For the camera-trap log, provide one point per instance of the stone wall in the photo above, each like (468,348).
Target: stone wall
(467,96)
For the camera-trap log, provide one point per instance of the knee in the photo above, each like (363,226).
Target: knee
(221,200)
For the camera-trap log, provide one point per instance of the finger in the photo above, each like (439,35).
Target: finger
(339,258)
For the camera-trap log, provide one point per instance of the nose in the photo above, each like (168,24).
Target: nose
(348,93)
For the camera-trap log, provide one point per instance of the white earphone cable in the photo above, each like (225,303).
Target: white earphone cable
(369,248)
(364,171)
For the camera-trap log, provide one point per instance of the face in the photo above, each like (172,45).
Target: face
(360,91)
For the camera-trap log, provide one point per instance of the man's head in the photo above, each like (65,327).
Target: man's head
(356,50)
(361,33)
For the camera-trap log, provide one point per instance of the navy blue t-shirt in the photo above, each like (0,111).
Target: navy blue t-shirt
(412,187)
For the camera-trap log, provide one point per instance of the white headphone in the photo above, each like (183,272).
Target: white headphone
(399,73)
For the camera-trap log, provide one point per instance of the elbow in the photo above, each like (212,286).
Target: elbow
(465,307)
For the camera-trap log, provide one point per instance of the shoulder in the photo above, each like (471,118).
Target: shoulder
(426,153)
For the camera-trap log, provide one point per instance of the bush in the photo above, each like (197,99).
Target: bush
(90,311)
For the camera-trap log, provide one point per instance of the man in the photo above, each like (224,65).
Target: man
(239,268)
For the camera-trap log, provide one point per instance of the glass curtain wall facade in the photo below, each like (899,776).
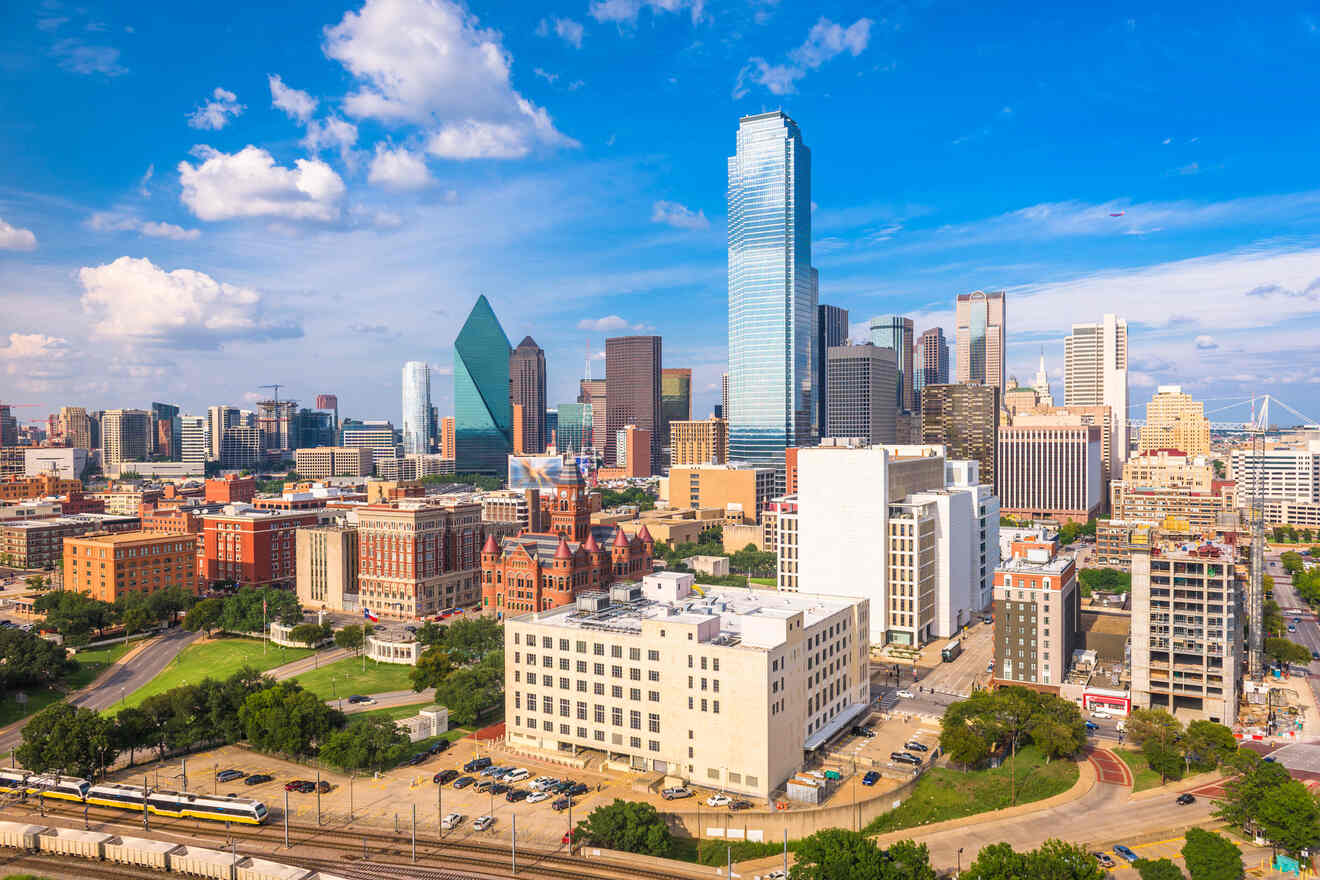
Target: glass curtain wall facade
(483,417)
(416,422)
(772,392)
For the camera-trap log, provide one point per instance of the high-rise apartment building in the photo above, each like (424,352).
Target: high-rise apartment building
(1096,375)
(416,424)
(483,417)
(527,389)
(859,383)
(1175,421)
(675,399)
(931,362)
(772,395)
(1050,471)
(981,338)
(631,389)
(1187,633)
(895,334)
(126,437)
(832,330)
(965,420)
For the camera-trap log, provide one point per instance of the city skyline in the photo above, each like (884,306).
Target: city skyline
(1164,222)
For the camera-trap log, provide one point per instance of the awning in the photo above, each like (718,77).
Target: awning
(838,723)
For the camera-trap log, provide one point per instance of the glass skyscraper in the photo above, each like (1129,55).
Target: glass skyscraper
(416,424)
(483,418)
(772,396)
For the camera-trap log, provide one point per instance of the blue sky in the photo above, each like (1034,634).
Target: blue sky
(193,205)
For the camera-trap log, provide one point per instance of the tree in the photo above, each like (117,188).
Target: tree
(627,826)
(433,666)
(1158,870)
(367,743)
(1212,856)
(66,739)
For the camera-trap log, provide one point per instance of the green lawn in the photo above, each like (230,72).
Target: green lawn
(945,793)
(214,659)
(347,676)
(1143,777)
(90,664)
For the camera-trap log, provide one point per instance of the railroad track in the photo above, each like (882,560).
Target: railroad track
(384,855)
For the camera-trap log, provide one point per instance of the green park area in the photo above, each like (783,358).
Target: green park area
(945,793)
(215,659)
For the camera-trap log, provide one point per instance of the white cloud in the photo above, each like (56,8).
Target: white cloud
(400,169)
(565,29)
(298,104)
(628,11)
(15,239)
(679,217)
(132,300)
(428,62)
(824,41)
(250,184)
(217,112)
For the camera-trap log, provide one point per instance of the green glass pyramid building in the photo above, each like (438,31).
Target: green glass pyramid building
(483,418)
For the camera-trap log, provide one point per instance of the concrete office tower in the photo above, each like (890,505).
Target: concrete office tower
(1050,471)
(527,389)
(1187,633)
(859,391)
(1096,375)
(965,418)
(483,418)
(74,426)
(1175,421)
(981,338)
(931,362)
(895,333)
(631,391)
(192,430)
(416,424)
(830,330)
(675,399)
(772,397)
(902,527)
(592,392)
(218,418)
(126,437)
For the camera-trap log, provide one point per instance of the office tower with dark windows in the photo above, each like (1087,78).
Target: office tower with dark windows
(527,389)
(772,395)
(483,420)
(631,391)
(830,330)
(416,405)
(931,360)
(981,339)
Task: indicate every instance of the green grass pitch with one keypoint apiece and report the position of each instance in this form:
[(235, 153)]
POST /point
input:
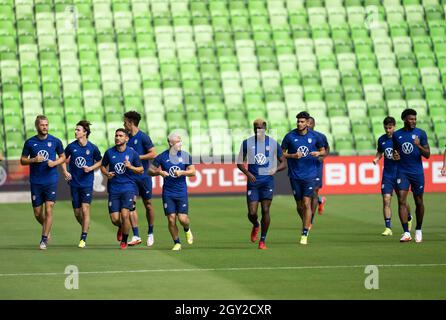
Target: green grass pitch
[(223, 263)]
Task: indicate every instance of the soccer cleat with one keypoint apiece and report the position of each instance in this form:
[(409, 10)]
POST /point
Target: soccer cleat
[(82, 244), (418, 236), (254, 233), (189, 237), (406, 237), (135, 241), (409, 224), (176, 247), (262, 245), (321, 206), (119, 235), (42, 245), (150, 240)]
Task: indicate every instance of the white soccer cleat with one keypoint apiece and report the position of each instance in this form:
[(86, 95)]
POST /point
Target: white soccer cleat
[(406, 237), (189, 237), (150, 240), (135, 241), (418, 236)]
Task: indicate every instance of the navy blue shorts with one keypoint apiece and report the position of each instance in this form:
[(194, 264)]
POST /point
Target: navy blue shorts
[(415, 181), (81, 195), (41, 193), (302, 188), (175, 205), (318, 181), (260, 191), (388, 184), (144, 186), (122, 200)]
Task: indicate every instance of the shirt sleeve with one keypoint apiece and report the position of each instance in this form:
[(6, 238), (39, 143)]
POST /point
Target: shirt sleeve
[(279, 151), (423, 138), (136, 161), (319, 142), (106, 160), (188, 160), (285, 143), (325, 141), (147, 143), (97, 154), (68, 151), (395, 142), (59, 147), (26, 149), (157, 161), (379, 147)]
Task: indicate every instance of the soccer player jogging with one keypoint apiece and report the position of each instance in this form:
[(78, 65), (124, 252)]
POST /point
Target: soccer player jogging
[(174, 165), (261, 153), (302, 148), (318, 202), (389, 176), (40, 152), (409, 145), (84, 157), (143, 145), (122, 162)]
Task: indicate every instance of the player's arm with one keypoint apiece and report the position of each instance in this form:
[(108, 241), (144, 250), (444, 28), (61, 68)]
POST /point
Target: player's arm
[(25, 159), (157, 171), (443, 169), (104, 164), (320, 153), (241, 160), (327, 151), (66, 174), (149, 155), (135, 169), (287, 155), (424, 148), (396, 155), (378, 157), (106, 173), (59, 161), (189, 172), (282, 163)]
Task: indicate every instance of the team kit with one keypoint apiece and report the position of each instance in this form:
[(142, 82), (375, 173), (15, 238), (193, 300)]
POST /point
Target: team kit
[(133, 160)]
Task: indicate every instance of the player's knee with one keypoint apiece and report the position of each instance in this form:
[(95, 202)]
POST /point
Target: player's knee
[(171, 218)]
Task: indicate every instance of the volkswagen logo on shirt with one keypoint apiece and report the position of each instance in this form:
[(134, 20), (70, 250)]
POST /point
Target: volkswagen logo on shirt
[(80, 162), (172, 170), (407, 147), (44, 154), (389, 153), (120, 168), (260, 159), (3, 176), (304, 150)]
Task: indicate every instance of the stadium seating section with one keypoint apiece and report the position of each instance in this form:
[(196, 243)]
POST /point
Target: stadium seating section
[(207, 67)]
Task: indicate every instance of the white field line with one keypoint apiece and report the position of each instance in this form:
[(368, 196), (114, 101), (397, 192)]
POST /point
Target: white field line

********************

__YOUR OBJECTIVE__.
Transcribe all the data word for word; the images stay out.

__COMPLETED EXERCISE__.
For the camera-trap log, provide one point per instance of the stone wall in the photo above, each like (468,348).
Target: stone wall
(467,96)
For the camera-trap log, provide one point per instance of the knee in the photo above, each like (363,226).
Target: knee
(221,200)
For the camera-trap log, provide one point per instance of the finger in the photo above, each like (439,35).
Target: finger
(339,258)
For the camera-trap log, provide one point per instance of the nose in the photo above, each like (168,24).
Target: nose
(348,93)
For the camera-trap log, provide one point per instance of the white earphone cable in the photo above, each like (225,303).
Target: white earphone cable
(369,248)
(364,171)
For the camera-trap log, provide one point per instance of the face in the photo above, each like (172,45).
Target: face
(360,91)
For the camera-trap log, provide one point per instance of the man's head in the photo above, each like (65,327).
Target: man's head
(356,50)
(361,33)
For the camera-trap log, provide one point per instance of the navy blue t-shirt in the photo above, each like (0,111).
Target: navy blue t-shirt
(412,187)
For the camera-trap log, provide one point per instance of the white headphone in the photo above, each like (183,272).
Target: white headphone
(399,73)
For the camera-trap log, provide one point per instance of the elbow in the photo above, each like (212,286).
Target: elbow
(465,307)
For the camera-trap log, provide one point per instance of the shoulder in the photo above, each like (471,118).
Target: shoulder
(426,153)
For the camera-trap log, provide one point per instance of the bush in the photo above, each like (197,99).
Target: bush
(90,311)
For the camera-trap log, provide one point per instance of the man in the photo above, each like (224,65).
Target: man
(239,268)
For the camera-trap log, provide one point per instance of the glass curtain wall facade in the photo below, each like (899,776).
Target: glass curtain wall facade
(483,417)
(416,422)
(772,392)
For the camera-trap log, provide one point per instance of the high-rise apartment building in the photo above, each like (424,352).
Target: high-rise apartment building
(1096,375)
(416,424)
(483,417)
(527,389)
(859,383)
(1175,421)
(675,399)
(931,362)
(772,395)
(1050,471)
(981,338)
(631,389)
(1187,633)
(895,334)
(126,437)
(832,330)
(965,420)
For the camera-trap log, provide one point per instance of the city skyline in the photo above, each like (884,306).
Target: city skyline
(1164,222)
For the camera-trap log, provide one point per instance of the awning in the photo above, each like (718,77).
Target: awning
(838,723)
For the camera-trap log, provide one point per instance of the glass skyscraper in the photo above, each like (1129,55).
Target: glass skyscraper
(416,424)
(483,418)
(772,396)
For the camera-trap log, provide one point per instance of the blue sky in the photo above, each like (1034,634).
Target: blue sky
(193,205)
For the camera-trap log, provide one point per instance of the tree in the photo above, each like (117,188).
Target: tree
(627,826)
(433,666)
(1158,870)
(367,743)
(1212,856)
(66,739)
For the camera-trap log, provide one point per instance of the green lawn in the photo above, each like (230,72).
Target: green lawn
(945,793)
(214,659)
(347,676)
(1143,777)
(90,664)
For the camera-trap log, provide one point per instance of the railroad track in the photo above, each like (882,560).
Target: railroad track
(384,855)
For the camera-trap log, provide one point per instance of the green park area in the photo above, each like (783,358).
Target: green park area
(945,793)
(215,659)
For the camera-trap log, provide one point per instance of the white cloud in the photo above, each like (56,8).
Target: white cloud
(400,169)
(565,29)
(298,104)
(628,11)
(15,239)
(679,217)
(132,300)
(428,62)
(824,41)
(250,184)
(217,112)
For the camera-trap log, provide one point per instance of the green glass pyramid building in the photo above, each like (438,31).
Target: green glass pyramid building
(483,418)
For the camera-trap log, provide one point per instance of the concrete office tower in the photo above, each like (890,505).
Target: concrete office tower
(1050,471)
(527,389)
(1187,633)
(859,391)
(1096,375)
(965,418)
(483,418)
(74,426)
(1175,421)
(981,338)
(931,362)
(895,333)
(631,391)
(192,430)
(416,424)
(830,330)
(675,399)
(772,397)
(902,527)
(592,392)
(218,418)
(126,437)
For the camera-trap log, provide one point per instance of the office tower with dark windows in the photo above, each like (1087,78).
Target: office tower with dark windows
(527,389)
(772,395)
(483,420)
(631,391)
(830,330)
(416,405)
(931,360)
(981,339)
Task: indicate every instance of the green grass pitch with one keypoint apiece and report the position of each instance in this form:
[(235, 153)]
POST /point
input:
Target: green grass pitch
[(223, 263)]
Task: indicate every instance of the soccer cleat with one keypoint apiece and report the position of each instance in this form:
[(409, 10)]
POST /point
Target: soccer cleat
[(82, 244), (418, 236), (254, 233), (189, 237), (406, 237), (135, 241), (409, 224), (176, 247), (262, 245), (321, 206), (119, 235), (42, 245), (150, 240)]
Task: indicate every instance of the white soccer cleat with one keypoint apiece and report the position of each instance in this form:
[(86, 95)]
POST /point
Target: white soccer cleat
[(406, 237), (189, 237), (150, 240), (135, 241), (418, 236)]
Task: indicate every instance of the navy blue shorts with one keypoint apiece and report the position of each instance in this form:
[(194, 264)]
POST /point
Target: navy blue shorts
[(415, 181), (81, 195), (41, 193), (302, 188), (175, 205), (318, 181), (260, 191), (388, 184), (144, 186), (122, 200)]
Task: indicate every instance of the shirt sleeve with one keypoint apiece and report the position of each instance in this form:
[(6, 238), (39, 143)]
POST /point
Target: shirt sleeve
[(279, 151), (423, 138), (136, 161), (319, 142), (106, 160), (188, 160), (285, 143), (325, 141), (147, 143), (97, 154), (68, 151), (395, 142), (59, 147), (26, 149), (157, 161), (379, 147)]
Task: indicate every instance of the soccer player jogging with one keypoint apiece and report the position of each instance in this form:
[(78, 65), (124, 252)]
POST /point
Target: soccer player jogging
[(174, 165), (261, 153), (302, 148), (318, 202), (389, 176), (40, 152), (409, 145), (84, 157), (143, 145), (122, 162)]
Task: indicate every instance of the player's arm with one keypoint apiece and report the position of each instance in this form:
[(108, 241), (144, 250), (444, 28), (61, 68)]
POST /point
Target: player's arm
[(25, 159), (157, 171), (443, 169), (104, 164), (320, 153), (241, 160), (327, 151), (66, 174), (149, 155), (135, 169), (287, 155), (424, 148), (396, 155), (378, 157), (106, 173), (59, 161), (189, 172), (282, 163)]
Task: indicate every instance of the team kit with one keypoint apiece and report the position of each instance in this form:
[(142, 82), (375, 173), (15, 238), (193, 300)]
POST /point
Target: team kit
[(133, 160)]
Task: indicate every instance of the player's knee with one keypoint apiece and report the position of each instance in this form:
[(95, 202)]
POST /point
Target: player's knee
[(171, 218)]
Task: indicate every instance of the volkswagen logo on shirt with one keypoint apiece and report the position of each instance in this form:
[(134, 20), (70, 250)]
POST /point
Target: volkswagen logo on shirt
[(80, 162), (172, 170), (407, 147), (44, 154), (389, 153), (120, 168), (260, 159), (3, 176), (304, 150)]
Task: indicate every instance of the stadium seating section with one keypoint apiece and report the position of each instance in this form:
[(196, 243)]
POST /point
Target: stadium seating section
[(207, 67)]
Task: indicate every instance of the white field line with one keypoint apiece and report the position of each instance in this form:
[(368, 196), (114, 101), (397, 192)]
POST /point
Target: white field line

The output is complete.